Visiter le Louvre peut se transformer en aventure gastronomique... il suffit d'ouvrir l'œil
Le célèbre musée parisien a annoncé le transfert de la Joconde dans une galerie dédiée. Ce changement va permettre aux visiteurs de découvrir le Louvre d’une manière à la fois unique et personnelle : grâce à l’art de la gastronomie.

Pourquoi personne ne mange dans Les Noces de Cana de Véronèse, le tableau le plus grand en taille du Louvre ? Achevé au 16e siècle à Venise, confisqué puis rapporté en France par les troupes de Napoléon en 1797, cette œuvre extravagante représente Jésus-Christ lors d’un banquet de mariage juste après qu’il a accompli le miracle d’avoir transformé l’eau en vin.
La « Nouvelle Renaissance » du Louvre voulue par Emmanuel Macron réserve à l’œuvre phare du musée un présent trop longtemps différé : Mona Lisa va enfin bénéficier d’une salle dédiée.
Si ses nouveaux quartiers feront à n’en pas douter les gros titres, la rénovation du Louvre est également une grande nouvelle pour le colocataire injustement délaissé qui fait face à la Joconde : Les Noces de Cana de Véronèse. Ce chef-d’œuvre du seizième siècle est non seulement le plus grand tableau du Louvre (ses 68 m2 de surface pourraient faire des envieux à Paris), mais il s’agit également du plus splendide tableau gastronomique de la Renaissance italienne. Mona Lisa ne devrait pas déménager avant 2031, au plus tôt, mais une fois cela fait, les visiteurs auront enfin le temps, la place et le calme pour voir – voir vraiment – Les Noces de Cana.

Données brutes:

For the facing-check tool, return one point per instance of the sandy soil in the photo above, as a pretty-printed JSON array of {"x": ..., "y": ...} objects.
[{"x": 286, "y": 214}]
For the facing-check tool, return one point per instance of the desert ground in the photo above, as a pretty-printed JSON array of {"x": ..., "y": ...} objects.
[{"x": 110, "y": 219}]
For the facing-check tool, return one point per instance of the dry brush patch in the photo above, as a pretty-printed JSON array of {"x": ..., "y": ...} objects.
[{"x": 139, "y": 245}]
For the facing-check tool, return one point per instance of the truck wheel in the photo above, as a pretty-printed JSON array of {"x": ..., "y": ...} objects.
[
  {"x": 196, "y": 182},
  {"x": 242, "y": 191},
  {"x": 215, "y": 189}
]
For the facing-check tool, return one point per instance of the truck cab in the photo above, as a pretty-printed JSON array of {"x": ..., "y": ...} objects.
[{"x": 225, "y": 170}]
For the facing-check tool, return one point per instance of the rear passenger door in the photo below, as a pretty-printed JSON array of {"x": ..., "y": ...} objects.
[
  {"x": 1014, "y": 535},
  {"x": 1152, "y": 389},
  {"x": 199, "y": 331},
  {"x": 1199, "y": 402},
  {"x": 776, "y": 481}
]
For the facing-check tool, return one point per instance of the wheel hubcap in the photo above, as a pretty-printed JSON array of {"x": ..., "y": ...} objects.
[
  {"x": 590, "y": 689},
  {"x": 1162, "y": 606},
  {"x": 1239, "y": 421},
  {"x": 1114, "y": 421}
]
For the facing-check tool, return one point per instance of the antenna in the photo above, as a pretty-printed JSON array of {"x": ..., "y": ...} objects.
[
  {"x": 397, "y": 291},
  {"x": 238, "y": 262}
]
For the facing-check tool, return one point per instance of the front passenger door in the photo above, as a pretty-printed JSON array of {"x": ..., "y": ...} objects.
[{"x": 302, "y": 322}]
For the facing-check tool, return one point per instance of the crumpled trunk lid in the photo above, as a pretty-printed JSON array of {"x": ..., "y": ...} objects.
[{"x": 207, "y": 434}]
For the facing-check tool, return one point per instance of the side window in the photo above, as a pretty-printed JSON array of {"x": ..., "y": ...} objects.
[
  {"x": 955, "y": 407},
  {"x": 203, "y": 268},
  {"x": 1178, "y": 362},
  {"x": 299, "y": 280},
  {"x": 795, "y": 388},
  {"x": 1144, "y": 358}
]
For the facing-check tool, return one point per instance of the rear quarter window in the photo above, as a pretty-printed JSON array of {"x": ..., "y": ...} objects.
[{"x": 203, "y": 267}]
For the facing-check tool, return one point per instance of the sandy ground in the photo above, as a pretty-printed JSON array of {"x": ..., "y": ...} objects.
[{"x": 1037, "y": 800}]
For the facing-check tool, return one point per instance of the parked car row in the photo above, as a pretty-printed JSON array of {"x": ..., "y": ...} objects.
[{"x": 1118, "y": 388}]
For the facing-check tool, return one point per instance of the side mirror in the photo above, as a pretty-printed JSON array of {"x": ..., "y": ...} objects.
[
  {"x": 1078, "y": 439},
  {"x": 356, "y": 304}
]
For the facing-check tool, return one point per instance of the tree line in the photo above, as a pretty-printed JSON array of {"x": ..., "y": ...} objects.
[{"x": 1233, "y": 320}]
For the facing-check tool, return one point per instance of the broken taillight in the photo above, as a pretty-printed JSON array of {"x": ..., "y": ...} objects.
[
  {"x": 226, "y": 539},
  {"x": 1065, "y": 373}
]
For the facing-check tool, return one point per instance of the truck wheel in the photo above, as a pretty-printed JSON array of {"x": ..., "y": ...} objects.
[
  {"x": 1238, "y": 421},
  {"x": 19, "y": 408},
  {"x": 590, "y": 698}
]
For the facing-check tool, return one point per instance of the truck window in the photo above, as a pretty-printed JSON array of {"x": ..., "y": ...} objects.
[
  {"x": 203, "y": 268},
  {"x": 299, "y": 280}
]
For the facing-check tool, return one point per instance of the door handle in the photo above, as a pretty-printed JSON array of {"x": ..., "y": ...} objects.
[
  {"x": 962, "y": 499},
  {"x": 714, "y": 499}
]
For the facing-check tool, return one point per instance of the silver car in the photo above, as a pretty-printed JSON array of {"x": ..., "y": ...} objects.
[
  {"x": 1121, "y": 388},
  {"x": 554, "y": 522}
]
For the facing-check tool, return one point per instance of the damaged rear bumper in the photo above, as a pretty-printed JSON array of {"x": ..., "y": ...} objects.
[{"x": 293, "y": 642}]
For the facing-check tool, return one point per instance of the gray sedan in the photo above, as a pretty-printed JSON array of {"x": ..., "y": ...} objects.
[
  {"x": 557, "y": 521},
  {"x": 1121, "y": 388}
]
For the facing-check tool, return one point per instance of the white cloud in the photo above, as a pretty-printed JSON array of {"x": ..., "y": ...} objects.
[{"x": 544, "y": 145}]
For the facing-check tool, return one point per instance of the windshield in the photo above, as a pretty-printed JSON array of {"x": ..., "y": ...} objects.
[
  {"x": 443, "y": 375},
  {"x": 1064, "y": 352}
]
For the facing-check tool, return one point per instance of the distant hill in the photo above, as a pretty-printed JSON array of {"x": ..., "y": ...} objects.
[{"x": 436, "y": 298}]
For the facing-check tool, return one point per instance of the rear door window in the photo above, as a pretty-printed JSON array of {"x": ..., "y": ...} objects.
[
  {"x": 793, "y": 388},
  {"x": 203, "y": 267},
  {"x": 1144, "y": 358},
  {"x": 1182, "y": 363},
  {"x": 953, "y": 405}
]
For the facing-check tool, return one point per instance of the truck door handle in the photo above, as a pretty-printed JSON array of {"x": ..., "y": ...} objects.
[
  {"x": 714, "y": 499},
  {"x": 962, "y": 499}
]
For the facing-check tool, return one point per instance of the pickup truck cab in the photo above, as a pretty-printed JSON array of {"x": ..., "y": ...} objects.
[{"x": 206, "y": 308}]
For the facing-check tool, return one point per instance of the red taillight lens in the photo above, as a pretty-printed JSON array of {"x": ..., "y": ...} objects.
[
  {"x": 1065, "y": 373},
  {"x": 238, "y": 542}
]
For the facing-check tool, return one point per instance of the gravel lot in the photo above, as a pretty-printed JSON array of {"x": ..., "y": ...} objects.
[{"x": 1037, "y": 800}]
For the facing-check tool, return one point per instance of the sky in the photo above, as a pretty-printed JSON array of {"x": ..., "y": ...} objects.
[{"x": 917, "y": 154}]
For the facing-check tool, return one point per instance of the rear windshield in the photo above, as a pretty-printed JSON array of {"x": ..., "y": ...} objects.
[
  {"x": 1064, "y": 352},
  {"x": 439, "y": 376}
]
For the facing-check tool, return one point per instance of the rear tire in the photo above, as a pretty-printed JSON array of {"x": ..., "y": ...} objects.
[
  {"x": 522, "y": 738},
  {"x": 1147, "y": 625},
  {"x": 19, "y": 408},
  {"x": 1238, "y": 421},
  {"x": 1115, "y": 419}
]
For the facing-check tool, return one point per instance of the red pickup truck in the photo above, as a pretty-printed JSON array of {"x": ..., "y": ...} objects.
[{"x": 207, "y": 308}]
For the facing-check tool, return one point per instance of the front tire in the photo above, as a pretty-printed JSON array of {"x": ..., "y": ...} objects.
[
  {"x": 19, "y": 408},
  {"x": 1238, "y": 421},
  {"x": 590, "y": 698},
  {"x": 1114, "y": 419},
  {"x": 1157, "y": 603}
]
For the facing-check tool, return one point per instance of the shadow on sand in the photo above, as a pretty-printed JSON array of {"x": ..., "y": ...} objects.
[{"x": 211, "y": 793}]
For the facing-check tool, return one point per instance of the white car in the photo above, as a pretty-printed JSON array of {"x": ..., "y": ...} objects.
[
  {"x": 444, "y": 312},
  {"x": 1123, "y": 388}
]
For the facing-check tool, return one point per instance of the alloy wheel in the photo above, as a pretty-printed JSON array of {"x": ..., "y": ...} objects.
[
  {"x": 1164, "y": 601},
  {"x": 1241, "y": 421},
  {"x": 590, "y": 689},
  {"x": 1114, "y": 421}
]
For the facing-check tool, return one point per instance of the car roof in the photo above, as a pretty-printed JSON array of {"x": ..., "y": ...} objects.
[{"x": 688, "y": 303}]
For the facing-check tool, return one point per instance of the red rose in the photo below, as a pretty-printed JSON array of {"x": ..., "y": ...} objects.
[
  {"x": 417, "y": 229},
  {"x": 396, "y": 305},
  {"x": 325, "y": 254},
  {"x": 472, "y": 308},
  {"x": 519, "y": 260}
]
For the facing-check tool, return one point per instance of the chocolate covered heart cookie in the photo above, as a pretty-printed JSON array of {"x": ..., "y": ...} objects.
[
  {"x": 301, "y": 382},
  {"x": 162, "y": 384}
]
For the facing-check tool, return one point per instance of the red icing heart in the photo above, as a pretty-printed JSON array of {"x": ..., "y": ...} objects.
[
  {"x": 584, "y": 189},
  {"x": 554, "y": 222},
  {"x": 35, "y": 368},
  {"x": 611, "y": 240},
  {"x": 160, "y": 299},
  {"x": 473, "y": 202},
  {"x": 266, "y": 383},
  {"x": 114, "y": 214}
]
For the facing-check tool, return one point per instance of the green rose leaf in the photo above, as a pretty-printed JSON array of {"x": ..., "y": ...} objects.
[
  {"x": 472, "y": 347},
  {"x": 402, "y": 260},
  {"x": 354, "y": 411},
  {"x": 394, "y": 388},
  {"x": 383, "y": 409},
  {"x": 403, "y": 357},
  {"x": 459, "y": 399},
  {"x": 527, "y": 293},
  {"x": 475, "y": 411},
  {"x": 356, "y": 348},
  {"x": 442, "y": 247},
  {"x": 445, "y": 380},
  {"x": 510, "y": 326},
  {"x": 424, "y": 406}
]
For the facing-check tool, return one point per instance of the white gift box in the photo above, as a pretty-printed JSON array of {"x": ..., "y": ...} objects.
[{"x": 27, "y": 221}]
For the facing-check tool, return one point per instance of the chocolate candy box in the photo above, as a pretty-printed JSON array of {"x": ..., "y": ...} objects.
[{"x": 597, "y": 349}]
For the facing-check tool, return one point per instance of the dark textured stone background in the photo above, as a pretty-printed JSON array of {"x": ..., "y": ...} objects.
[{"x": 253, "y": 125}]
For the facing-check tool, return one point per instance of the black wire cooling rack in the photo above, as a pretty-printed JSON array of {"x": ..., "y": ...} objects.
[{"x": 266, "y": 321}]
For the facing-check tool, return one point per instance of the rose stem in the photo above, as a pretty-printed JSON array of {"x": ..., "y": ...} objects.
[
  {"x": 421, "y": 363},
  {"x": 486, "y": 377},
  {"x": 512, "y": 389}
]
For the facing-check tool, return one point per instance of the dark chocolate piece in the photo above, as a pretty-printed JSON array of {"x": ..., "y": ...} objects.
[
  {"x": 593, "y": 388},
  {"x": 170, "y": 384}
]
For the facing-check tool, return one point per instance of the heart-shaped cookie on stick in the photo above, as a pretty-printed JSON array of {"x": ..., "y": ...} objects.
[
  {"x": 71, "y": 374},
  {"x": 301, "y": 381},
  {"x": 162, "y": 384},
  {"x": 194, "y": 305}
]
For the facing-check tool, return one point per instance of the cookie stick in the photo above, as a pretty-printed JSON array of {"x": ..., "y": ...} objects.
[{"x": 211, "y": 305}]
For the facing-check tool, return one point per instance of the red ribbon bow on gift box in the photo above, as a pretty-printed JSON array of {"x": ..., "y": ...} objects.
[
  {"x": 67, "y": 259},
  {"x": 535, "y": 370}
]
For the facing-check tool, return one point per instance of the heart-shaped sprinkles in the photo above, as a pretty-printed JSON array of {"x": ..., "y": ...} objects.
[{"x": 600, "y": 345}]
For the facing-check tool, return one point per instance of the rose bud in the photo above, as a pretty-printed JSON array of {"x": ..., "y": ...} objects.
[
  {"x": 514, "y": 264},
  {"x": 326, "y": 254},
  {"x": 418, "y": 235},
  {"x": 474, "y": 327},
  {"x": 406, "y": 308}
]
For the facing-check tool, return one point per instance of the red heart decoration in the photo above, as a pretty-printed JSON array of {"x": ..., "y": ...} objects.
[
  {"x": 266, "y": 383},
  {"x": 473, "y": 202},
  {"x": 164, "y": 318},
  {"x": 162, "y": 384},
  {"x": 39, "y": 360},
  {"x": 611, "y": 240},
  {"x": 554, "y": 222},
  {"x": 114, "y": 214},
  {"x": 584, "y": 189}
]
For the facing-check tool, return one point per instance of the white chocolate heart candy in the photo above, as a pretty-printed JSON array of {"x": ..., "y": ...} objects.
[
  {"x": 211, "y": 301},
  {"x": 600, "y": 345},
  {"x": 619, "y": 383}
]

Consigne: Recopiez à l'identique, dans l'article sur le Louvre, le passage qui s'ouvre sur les mots contenant « Pourquoi personne ne » et se clôt sur « d’une salle dédiée. ».

Corrigé:
Pourquoi personne ne mange dans Les Noces de Cana de Véronèse, le tableau le plus grand en taille du Louvre ? Achevé au 16e siècle à Venise, confisqué puis rapporté en France par les troupes de Napoléon en 1797, cette œuvre extravagante représente Jésus-Christ lors d’un banquet de mariage juste après qu’il a accompli le miracle d’avoir transformé l’eau en vin.
La « Nouvelle Renaissance » du Louvre voulue par Emmanuel Macron réserve à l’œuvre phare du musée un présent trop longtemps différé : Mona Lisa va enfin bénéficier d’une salle dédiée.